----- Texte à lire -----

Arrêt du 19 avril 2007
IIe Cour de droit public

MM. et Mme les Juges Merkli, Président, Wurzburger, Müller, Yersin et Karlen.
Greffier: M. Vianin.

la société A.________,
recourante, représentée par Fiduciaire X.________,

contre

Service cantonal des contributions du canton du Valais, case postale 351,
1951 Sion,

Commission cantonale de recours en matière fiscale du canton du Valais,
bâtiment Planta 577, 1950 Sion.

impôt fédéral direct pour l'année 1997,

recours contre la décision de la Commission cantonale de recours en matière
fiscale du canton du Valais du
28 janvier 2004.

Faits:

A.
La société A.________ (ci-après: la Société ou la recourante) a pour but
toutes les activités et opérations financières, mobilières ou immobilières
ayant trait au commerce de vins ou de jus de raisin. B.________ en est
l'actionnaire et l'administrateur unique. Il exploite également l'entreprise
individuelle "Cave Y.________" et contrôle les sociétés suivantes actives
dans le commerce des vins: C.________, D.________, E.________ et F.________.
Cette dernière société contrôle à son tour à 100% la société G.________, en
Afrique du Sud.
Ces sociétés apparentées commercent les unes avec les autres.
La Société a vu son chiffre d'affaires passer de 3'619'563 fr. en 1993 à
12'653'406 fr. en 1997. Elle a été active principalement dans le commerce de
vins provenant d'Afrique du Sud, acquis tant auprès de sociétés apparentées
que de sociétés tierces, sises en Suisse et à l'étranger.

-----

• Consigne: Pouvez-vous reproduire en entier l'arrêt ci-dessus, sans y changer un seul mot ?

----- Données extraites -----

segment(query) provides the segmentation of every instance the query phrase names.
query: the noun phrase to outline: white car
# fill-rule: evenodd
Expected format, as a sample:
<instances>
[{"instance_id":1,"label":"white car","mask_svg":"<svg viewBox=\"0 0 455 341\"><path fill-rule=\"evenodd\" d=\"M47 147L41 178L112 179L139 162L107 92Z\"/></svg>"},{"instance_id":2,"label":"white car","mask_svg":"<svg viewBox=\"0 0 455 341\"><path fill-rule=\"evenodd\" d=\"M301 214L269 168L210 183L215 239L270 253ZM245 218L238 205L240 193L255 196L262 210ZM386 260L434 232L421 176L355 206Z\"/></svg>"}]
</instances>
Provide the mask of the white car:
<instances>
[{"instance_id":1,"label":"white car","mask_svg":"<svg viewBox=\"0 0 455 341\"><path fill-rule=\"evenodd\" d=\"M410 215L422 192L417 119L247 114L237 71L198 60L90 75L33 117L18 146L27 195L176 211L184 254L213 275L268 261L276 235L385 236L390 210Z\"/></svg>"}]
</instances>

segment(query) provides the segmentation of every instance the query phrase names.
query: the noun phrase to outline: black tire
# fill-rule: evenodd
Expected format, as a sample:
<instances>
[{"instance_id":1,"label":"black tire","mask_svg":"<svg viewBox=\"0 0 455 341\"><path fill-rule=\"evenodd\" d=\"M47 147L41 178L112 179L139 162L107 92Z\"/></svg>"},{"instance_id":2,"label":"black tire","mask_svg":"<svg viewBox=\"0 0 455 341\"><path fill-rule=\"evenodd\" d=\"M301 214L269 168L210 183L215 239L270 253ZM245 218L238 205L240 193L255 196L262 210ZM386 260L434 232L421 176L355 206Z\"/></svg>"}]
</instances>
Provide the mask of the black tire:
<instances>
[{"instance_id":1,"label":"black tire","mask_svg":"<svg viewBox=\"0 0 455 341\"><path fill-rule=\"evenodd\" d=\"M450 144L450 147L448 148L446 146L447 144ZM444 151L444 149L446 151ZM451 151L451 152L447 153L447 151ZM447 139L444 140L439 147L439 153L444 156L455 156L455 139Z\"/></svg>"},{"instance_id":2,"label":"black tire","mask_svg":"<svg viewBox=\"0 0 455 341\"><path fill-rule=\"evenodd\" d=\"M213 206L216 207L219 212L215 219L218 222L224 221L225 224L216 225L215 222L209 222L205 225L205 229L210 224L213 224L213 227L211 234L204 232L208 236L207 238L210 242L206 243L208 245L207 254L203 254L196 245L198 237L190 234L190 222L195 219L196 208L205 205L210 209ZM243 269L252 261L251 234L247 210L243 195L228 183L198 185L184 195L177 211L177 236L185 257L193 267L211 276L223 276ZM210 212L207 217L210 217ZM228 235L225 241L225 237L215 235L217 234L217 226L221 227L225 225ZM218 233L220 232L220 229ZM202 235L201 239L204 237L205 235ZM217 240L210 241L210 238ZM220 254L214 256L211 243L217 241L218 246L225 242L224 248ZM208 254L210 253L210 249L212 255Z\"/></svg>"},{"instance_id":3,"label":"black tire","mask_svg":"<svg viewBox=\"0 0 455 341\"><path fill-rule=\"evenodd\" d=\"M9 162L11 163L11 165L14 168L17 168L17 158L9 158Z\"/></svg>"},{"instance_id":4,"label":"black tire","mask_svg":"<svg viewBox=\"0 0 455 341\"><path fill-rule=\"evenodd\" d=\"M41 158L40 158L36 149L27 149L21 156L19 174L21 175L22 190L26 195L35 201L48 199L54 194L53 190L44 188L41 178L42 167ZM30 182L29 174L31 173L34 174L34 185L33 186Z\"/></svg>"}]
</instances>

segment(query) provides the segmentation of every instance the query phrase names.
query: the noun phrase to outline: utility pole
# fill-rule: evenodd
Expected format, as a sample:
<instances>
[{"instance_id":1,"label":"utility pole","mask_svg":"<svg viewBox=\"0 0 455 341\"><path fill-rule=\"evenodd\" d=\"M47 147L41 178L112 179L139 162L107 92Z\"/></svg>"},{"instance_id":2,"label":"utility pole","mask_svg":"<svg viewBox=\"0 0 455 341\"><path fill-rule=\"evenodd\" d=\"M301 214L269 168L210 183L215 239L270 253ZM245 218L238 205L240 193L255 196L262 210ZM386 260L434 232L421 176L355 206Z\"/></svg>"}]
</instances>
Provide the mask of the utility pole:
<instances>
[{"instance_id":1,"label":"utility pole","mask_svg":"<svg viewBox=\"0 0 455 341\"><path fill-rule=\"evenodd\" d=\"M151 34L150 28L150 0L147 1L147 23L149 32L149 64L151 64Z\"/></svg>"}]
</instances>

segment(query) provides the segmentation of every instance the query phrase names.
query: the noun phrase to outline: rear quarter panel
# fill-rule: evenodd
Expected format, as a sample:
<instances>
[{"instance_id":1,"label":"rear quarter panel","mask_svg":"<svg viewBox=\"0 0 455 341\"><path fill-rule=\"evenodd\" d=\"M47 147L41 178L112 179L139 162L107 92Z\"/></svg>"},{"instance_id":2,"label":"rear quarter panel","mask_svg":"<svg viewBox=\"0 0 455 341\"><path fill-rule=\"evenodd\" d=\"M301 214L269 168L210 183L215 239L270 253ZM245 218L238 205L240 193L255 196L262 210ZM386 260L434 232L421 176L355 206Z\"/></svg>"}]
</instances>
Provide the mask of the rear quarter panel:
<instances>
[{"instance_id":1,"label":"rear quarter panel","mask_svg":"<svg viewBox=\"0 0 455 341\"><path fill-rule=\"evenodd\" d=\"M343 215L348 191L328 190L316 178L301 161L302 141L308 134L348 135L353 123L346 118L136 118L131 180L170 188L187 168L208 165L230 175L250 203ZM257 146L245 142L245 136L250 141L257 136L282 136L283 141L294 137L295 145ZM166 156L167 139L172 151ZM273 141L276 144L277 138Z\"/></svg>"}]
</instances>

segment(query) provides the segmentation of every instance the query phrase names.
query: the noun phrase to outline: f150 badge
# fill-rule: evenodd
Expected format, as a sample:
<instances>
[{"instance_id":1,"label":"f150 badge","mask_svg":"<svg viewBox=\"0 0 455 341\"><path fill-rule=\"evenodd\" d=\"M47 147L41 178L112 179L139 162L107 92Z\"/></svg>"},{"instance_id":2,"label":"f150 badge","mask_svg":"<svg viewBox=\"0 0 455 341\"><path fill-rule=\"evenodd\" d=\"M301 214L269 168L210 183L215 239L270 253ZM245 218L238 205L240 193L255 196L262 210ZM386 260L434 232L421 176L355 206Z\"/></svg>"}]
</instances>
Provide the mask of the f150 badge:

-----

• Réponse:
Arrêt du 19 avril 2007
IIe Cour de droit public

MM. et Mme les Juges Merkli, Président, Wurzburger, Müller, Yersin et Karlen.
Greffier: M. Vianin.

la société A.________,
recourante, représentée par Fiduciaire X.________,

contre

Service cantonal des contributions du canton du Valais, case postale 351,
1951 Sion,

Commission cantonale de recours en matière fiscale du canton du Valais,
bâtiment Planta 577, 1950 Sion.

impôt fédéral direct pour l'année 1997,

recours contre la décision de la Commission cantonale de recours en matière
fiscale du canton du Valais du
28 janvier 2004.

Faits:

A.
La société A.________ (ci-après: la Société ou la recourante) a pour but
toutes les activités et opérations financières, mobilières ou immobilières
ayant trait au commerce de vins ou de jus de raisin. B.________ en est
l'actionnaire et l'administrateur unique. Il exploite également l'entreprise
individuelle "Cave Y.________" et contrôle les sociétés suivantes actives
dans le commerce des vins: C.________, D.________, E.________ et F.________.
Cette dernière société contrôle à son tour à 100% la société G.________, en
Afrique du Sud.
Ces sociétés apparentées commercent les unes avec les autres.
La Société a vu son chiffre d'affaires passer de 3'619'563 fr. en 1993 à
12'653'406 fr. en 1997. Elle a été active principalement dans le commerce de
vins provenant d'Afrique du Sud, acquis tant auprès de sociétés apparentées
que de sociétés tierces, sises en Suisse et à l'étranger.